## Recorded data
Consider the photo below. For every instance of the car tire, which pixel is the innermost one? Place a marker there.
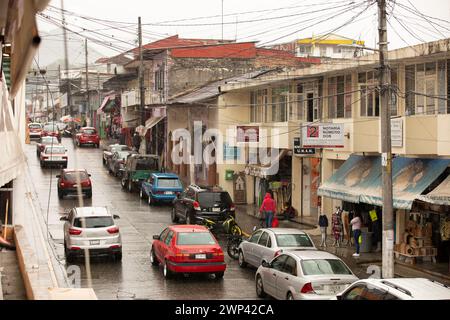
(219, 275)
(153, 258)
(260, 287)
(241, 260)
(166, 271)
(174, 216)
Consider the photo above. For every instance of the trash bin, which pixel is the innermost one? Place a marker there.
(366, 241)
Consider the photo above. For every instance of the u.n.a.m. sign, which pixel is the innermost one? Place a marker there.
(323, 135)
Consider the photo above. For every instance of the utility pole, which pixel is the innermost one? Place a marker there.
(66, 61)
(141, 87)
(386, 148)
(88, 104)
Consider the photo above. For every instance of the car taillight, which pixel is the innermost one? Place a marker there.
(113, 230)
(74, 232)
(307, 288)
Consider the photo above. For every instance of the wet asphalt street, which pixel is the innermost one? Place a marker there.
(134, 277)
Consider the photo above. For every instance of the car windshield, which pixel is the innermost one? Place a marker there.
(51, 128)
(89, 131)
(93, 222)
(324, 266)
(293, 240)
(195, 239)
(169, 183)
(147, 164)
(72, 176)
(49, 140)
(54, 150)
(209, 199)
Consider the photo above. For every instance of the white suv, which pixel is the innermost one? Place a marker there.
(91, 228)
(396, 289)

## What you need to do
Rewrite the listing with every occurrence of "innermost" replaced by "most central" and everything else left unchanged. Omit the pictures from your version.

## Final result
Consider the photo below. For every instance of the car tire, which pixel is the most central one? Place a marker there.
(219, 275)
(153, 258)
(260, 287)
(241, 260)
(166, 271)
(174, 216)
Consider the photo above. For every instance of the trash bin, which pixel is the most central one? Place a marker there.
(366, 241)
Consider the photo above. For every instance of the u.n.a.m. sign, which pixel is the most central one? Place a marker there.
(323, 135)
Consider the photo above. For every instance of the utility pole, which pixel is the most central one? Place a marker there.
(66, 61)
(141, 87)
(386, 148)
(88, 104)
Consider the photo above. For every instance of the car taillight, which pixel is the most central one? Place a marker there.
(113, 230)
(74, 232)
(307, 288)
Consider the photo above. For every instance of the wet asphalt street, which pixel is the most central one? Place a marker there.
(134, 277)
Consider the photo above. For every instance of the car windshield, which pixel is the most central one? Place a marker there.
(51, 128)
(89, 131)
(93, 222)
(324, 266)
(293, 240)
(195, 239)
(169, 183)
(147, 164)
(72, 176)
(49, 140)
(54, 150)
(209, 199)
Consider the photo above. For every instance of the white suv, which pixel is the most central one? Place a marker there.
(91, 228)
(396, 289)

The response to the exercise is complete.